PROBLEMS AND TASKS |
1) In the entries, swap "pin" for "marker" from the line with "Task: place one pin on each instance of the green" through the last line of the entries. Return only those lines, with all else unchanged.
2) Pick up the account of the basketball player's mental struggles after its final sentence and keep writing.

# PROVIDED TEXT start

In the NBA, I started getting worse.
Not physically — my body was fine.
But mentally, I was falling apart.
Shots stopped dropping. Confidence collapsed. I overthought everything.
It wasn’t new.
It happened in college.
It happened early in my pro career.
And now, it was happening again.
The Mirror Moment
One day before a game, I looked in the mirror — and what looked back was a scared kid.
I knew I needed help.
I thought success would fix that feeling.
Winning an NBL championship.
Going to the Olympics.
Playing in the NBA.
Each milestone was supposed to prove I was good enough.
But here I was, sitting in an NBA locker room, feeling worse about myself than I had twelve months earlier.
The Story Beneath the Story
I started working with a performance coach. Together, we went deep.
What we found was simple, but uncomfortable:
My career had been fueled by a prove-it mindset.

# PROVIDED TEXT end
# DATA PROVIDED start

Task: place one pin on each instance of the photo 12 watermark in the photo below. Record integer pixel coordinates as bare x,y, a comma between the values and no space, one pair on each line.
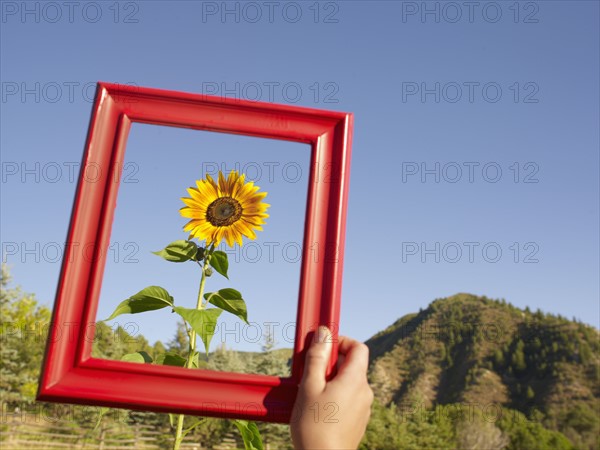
323,12
123,12
54,172
453,172
470,12
471,252
274,91
73,252
60,91
469,92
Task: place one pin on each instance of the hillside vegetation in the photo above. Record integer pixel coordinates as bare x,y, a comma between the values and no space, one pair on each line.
467,372
524,379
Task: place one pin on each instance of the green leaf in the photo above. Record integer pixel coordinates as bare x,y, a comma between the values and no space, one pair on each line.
219,262
148,299
101,411
229,300
139,357
175,359
179,251
203,321
193,426
171,359
250,434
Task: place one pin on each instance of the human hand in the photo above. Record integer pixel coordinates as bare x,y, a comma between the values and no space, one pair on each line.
332,415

# DATA PROVIDED end

ANSWERS TO THE EXERCISE |
1)
Task: place one marker on each instance of the green leaf in the photo above. Record integer pixel coordinates as bare x,y, a comma between the values and no space, one pair on each line.
219,262
148,299
101,411
229,300
139,357
175,359
179,251
203,321
193,426
171,359
250,434
Task: place one marker on each instance of the human hand in the photo above. Record integer pixel coordinates as bare x,y, a comma between the values and no space, one pair on each line.
332,415

2)
Since childhood, my inner story was: “I’m good at basketball — but no one else thinks I am.”
It fueled me for years.
When I was cut from teams, it lit a fire.
When people doubted me, I trained harder.
But it also carried a cost.
First: what I believed others thought of me was made up.
I had no proof. The belief that “they don’t think I’m good enough” was actually my own subconscious belief projected outward.
They might’ve believed in me.
But my story left me isolated, fighting imaginary battles alone.
Second: I depended on opportunities to feel worthy.
If I didn’t get minutes or reps, I felt anxious — desperate for a chance to prove myself.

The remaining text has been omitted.